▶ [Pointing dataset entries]

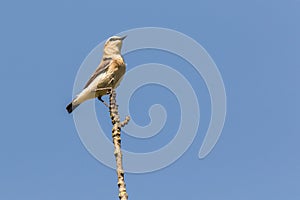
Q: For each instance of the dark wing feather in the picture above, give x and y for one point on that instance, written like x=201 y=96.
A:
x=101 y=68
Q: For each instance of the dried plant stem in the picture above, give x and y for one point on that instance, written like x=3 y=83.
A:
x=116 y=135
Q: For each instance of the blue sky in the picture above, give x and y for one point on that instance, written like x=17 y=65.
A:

--

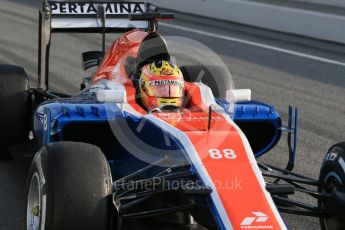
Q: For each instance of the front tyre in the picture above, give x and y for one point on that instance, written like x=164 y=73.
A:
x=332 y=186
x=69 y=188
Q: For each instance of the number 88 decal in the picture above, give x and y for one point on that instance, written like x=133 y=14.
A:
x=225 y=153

---

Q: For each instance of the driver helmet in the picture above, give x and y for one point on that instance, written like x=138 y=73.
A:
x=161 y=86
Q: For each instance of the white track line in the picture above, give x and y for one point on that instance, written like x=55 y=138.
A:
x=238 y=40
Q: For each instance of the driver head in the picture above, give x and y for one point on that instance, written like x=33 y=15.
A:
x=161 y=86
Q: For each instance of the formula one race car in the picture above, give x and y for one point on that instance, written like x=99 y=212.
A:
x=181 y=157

▶ [Objective] Can you reproduce, word for word, the part of the entries above that opens with the line containing "Q: For each instance of the dried" and closes with the line containing "x=116 y=135"?

▶ [Full response]
Q: For each instance of the dried plant stem in the picture above, give x and y for one point on that instance, written like x=3 y=83.
A:
x=116 y=135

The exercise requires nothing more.